• _YOUR TASK_
Convert the lines from the one containing "the girl that" to the one containing "pixel 163 82", both included, into a Markdown table with the columns Row and Line, numbering each row and leaving out blank lines.

## Start

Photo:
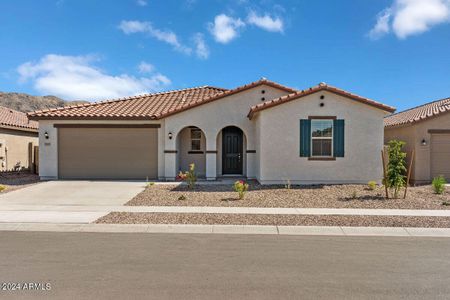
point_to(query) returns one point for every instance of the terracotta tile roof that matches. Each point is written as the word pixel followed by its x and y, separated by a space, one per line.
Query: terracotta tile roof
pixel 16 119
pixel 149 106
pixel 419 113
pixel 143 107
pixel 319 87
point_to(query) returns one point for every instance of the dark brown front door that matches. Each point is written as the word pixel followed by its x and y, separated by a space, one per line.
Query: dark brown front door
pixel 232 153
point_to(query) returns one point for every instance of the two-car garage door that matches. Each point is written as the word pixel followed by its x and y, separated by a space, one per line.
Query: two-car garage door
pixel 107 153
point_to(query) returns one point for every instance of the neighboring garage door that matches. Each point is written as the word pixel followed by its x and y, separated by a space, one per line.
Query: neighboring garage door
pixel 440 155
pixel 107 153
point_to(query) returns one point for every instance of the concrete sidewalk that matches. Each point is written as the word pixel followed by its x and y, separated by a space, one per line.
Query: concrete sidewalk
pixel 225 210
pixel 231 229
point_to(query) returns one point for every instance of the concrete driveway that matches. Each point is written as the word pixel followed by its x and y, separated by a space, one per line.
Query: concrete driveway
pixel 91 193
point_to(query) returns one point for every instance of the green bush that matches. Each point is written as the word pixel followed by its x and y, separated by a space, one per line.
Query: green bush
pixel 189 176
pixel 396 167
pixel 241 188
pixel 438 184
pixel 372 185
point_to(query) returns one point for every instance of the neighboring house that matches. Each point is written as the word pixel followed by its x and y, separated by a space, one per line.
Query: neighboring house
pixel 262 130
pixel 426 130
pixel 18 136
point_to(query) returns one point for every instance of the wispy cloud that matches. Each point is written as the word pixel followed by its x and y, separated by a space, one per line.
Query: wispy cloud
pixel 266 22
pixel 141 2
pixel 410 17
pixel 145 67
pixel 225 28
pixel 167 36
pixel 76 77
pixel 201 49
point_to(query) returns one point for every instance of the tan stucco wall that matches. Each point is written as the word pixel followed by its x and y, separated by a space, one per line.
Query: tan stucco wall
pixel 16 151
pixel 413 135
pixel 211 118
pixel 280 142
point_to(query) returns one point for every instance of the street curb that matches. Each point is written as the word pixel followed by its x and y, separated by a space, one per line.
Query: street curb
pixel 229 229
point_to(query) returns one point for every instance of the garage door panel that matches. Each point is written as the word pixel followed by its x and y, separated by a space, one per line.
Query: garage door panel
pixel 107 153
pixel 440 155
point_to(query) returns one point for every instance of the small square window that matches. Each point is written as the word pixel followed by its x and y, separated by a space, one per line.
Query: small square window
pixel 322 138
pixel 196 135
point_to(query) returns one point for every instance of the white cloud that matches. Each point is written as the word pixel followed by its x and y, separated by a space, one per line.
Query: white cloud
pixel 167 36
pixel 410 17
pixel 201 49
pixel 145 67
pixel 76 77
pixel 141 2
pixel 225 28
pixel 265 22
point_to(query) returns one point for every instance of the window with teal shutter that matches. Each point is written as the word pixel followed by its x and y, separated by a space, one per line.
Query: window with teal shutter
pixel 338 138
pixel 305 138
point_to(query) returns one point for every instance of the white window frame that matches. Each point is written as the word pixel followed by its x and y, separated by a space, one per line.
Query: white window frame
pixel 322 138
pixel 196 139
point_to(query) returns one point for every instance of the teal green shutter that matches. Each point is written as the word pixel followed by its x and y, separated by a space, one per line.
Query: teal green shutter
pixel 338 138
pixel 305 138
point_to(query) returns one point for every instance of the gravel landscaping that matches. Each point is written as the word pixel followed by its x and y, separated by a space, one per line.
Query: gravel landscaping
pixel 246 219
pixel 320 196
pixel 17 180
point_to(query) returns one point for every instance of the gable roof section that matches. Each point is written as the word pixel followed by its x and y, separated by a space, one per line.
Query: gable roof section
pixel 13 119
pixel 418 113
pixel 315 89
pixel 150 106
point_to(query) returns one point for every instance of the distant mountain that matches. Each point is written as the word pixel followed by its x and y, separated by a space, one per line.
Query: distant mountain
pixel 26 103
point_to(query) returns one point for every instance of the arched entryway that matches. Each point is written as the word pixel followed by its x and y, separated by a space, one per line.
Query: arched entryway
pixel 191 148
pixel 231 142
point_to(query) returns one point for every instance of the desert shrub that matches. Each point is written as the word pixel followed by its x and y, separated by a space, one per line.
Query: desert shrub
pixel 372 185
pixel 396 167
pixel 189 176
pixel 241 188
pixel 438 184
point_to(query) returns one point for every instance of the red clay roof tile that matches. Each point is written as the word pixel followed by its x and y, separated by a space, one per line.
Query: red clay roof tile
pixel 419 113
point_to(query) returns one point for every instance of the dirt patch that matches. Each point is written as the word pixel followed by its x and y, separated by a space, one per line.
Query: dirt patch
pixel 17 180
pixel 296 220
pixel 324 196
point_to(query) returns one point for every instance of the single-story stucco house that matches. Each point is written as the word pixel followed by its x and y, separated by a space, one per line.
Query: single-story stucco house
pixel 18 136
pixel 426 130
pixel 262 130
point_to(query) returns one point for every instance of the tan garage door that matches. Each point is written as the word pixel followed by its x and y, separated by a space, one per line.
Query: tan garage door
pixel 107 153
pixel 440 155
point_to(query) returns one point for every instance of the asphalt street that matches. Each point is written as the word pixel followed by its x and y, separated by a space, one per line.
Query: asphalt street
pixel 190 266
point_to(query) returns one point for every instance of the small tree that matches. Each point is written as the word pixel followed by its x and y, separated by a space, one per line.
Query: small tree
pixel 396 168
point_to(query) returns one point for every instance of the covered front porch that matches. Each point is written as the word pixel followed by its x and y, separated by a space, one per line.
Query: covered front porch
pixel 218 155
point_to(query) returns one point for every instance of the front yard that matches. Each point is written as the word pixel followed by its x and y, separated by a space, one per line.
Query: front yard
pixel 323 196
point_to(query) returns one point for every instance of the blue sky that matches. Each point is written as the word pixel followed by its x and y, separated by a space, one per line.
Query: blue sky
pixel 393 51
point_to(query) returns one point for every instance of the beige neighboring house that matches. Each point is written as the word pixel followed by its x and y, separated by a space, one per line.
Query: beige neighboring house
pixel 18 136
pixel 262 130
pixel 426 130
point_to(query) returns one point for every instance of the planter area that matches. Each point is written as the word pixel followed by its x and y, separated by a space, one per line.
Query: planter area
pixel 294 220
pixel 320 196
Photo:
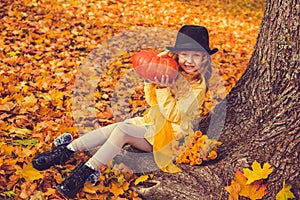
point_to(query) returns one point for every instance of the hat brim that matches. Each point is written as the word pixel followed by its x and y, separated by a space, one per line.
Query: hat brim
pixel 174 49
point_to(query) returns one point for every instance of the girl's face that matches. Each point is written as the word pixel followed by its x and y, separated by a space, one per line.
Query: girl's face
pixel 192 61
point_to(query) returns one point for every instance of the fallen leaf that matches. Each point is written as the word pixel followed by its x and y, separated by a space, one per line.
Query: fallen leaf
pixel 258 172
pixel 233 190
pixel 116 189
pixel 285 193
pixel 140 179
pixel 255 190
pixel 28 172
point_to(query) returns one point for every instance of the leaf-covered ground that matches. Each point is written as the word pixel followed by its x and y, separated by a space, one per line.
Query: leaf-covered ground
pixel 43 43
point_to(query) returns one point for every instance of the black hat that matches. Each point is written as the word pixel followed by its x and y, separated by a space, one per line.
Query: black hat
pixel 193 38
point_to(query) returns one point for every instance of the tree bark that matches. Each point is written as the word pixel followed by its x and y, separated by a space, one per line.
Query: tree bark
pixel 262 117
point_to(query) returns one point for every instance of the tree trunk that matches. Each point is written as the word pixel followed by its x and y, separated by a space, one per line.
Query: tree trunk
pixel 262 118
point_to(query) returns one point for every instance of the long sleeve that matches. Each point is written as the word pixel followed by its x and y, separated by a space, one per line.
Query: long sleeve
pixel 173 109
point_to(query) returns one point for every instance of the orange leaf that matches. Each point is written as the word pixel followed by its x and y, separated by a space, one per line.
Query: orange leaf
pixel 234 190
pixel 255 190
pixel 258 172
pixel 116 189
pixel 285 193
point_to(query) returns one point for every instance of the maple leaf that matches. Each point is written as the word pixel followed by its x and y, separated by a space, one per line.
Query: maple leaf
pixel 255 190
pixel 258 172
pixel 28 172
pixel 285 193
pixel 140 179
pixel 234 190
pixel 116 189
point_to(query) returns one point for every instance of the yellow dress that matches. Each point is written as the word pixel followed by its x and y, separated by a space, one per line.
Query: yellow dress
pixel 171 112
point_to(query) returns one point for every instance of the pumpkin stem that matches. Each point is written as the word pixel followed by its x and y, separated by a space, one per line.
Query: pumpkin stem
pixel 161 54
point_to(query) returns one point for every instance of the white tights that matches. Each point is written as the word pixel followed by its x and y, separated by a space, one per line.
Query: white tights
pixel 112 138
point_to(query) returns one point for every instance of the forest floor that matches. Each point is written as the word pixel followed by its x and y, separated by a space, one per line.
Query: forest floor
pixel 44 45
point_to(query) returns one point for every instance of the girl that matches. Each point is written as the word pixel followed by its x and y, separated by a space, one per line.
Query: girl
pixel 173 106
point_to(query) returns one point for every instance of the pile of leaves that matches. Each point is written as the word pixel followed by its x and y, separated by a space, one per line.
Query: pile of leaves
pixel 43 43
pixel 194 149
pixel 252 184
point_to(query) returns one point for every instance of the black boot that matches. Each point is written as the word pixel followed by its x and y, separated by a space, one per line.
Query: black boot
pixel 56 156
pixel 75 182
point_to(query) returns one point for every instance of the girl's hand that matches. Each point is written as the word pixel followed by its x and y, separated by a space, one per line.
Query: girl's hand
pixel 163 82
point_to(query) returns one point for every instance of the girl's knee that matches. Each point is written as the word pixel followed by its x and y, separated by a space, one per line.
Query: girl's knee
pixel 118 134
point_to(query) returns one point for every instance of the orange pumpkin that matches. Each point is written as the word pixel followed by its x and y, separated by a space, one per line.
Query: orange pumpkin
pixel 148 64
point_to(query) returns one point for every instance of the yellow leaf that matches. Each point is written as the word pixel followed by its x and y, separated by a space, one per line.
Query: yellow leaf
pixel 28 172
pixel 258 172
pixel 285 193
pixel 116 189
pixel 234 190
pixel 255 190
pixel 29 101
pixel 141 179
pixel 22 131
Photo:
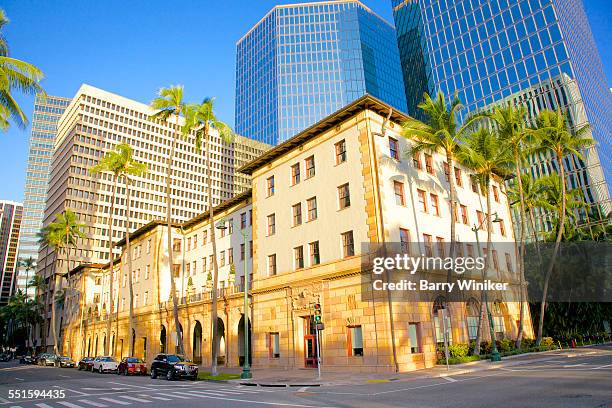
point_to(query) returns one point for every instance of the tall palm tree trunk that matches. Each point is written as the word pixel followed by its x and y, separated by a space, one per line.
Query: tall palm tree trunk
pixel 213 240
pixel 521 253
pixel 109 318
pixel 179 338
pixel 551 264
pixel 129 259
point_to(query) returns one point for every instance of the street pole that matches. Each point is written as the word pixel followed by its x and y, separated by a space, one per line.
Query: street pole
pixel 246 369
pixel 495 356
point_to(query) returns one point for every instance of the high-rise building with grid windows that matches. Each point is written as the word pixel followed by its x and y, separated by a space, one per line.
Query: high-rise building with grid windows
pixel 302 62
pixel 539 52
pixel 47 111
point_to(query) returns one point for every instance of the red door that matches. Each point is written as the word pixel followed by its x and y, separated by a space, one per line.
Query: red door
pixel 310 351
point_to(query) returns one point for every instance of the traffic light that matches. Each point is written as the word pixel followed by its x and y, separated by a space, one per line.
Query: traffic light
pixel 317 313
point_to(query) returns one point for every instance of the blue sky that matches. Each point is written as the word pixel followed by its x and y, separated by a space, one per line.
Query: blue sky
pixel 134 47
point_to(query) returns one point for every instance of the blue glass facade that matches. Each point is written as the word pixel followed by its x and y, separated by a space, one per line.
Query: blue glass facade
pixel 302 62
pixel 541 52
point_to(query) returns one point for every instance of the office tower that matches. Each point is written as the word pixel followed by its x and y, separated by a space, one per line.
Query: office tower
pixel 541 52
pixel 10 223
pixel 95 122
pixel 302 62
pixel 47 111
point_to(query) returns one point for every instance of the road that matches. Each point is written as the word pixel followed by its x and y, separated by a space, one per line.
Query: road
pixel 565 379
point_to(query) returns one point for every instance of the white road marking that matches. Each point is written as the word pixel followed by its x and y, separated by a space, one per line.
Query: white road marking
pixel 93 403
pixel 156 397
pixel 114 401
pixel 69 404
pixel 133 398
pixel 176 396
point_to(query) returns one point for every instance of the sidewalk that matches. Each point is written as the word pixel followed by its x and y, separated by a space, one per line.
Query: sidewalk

## End

• _THE REPLY_
| Row | Line |
|---|---|
| 1 | point_to(query) returns one point for every instance of the girl that matches. Each point is written as the word pixel followed by its x and y, separated by a space, one per line. |
| 2 | Query: girl |
| 3 | pixel 173 106 |
| 4 | point_to(query) returns one point for every instance of the pile of leaves that matches. Each point is written as the word pixel followed by its x and y, separated by a space, one per line. |
| 5 | Query: pile of leaves |
| 6 | pixel 43 43 |
| 7 | pixel 194 149 |
| 8 | pixel 252 184 |
| 9 | point_to(query) returns one point for every instance of the black boot that matches. Each point is written as the word pixel followed by its x and y, separated by a space, one per line. |
| 10 | Query: black boot |
| 11 | pixel 56 156 |
| 12 | pixel 75 182 |
| 13 | point_to(query) returns one point for every instance of the girl's hand that matches. Each point is written as the word pixel followed by its x and y, separated by a space, one per line. |
| 14 | Query: girl's hand |
| 15 | pixel 163 82 |